> [Work required]
Find each line in the items below that contains the string "target" and copy those lines out. Matching is case-sensitive.

> [Supplied information]
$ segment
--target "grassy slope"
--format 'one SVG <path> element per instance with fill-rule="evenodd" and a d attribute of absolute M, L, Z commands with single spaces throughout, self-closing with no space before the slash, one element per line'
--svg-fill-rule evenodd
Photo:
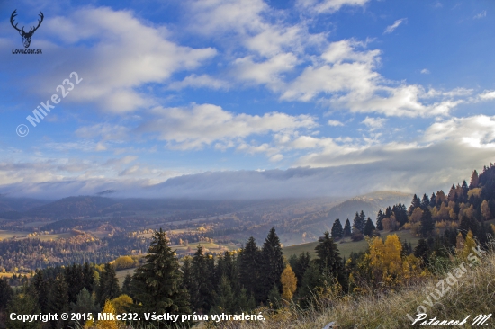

...

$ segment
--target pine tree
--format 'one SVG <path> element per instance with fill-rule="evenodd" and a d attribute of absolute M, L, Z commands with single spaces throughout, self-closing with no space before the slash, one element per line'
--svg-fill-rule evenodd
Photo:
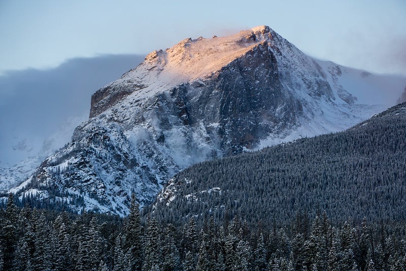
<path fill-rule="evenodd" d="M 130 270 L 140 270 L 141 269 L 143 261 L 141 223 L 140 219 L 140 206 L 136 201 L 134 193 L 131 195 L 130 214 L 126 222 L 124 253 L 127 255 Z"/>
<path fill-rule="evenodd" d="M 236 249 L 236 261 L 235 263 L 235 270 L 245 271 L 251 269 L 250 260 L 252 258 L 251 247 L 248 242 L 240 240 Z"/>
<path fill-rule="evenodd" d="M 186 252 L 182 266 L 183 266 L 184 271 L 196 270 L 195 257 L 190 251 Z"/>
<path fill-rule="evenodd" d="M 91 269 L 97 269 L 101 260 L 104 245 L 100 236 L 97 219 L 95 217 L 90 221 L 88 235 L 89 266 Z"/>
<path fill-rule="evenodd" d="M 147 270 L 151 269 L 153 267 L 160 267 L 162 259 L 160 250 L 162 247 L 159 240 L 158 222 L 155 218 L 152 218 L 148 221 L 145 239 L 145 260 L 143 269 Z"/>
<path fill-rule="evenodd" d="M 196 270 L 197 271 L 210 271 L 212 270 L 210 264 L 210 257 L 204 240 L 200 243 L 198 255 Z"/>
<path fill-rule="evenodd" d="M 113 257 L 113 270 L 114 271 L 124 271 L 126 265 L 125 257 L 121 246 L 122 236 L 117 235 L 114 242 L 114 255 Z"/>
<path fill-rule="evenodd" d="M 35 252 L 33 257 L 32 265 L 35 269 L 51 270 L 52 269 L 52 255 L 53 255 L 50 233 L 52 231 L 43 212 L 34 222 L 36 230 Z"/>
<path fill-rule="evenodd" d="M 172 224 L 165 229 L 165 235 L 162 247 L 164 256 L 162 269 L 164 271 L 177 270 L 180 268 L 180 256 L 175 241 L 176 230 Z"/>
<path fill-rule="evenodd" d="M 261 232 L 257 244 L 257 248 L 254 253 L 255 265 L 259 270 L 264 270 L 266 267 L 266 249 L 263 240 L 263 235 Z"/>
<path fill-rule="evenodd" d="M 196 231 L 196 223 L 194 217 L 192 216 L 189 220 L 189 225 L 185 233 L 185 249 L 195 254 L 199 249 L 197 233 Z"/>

> [Written answer]
--target "grassy slope"
--target pine tree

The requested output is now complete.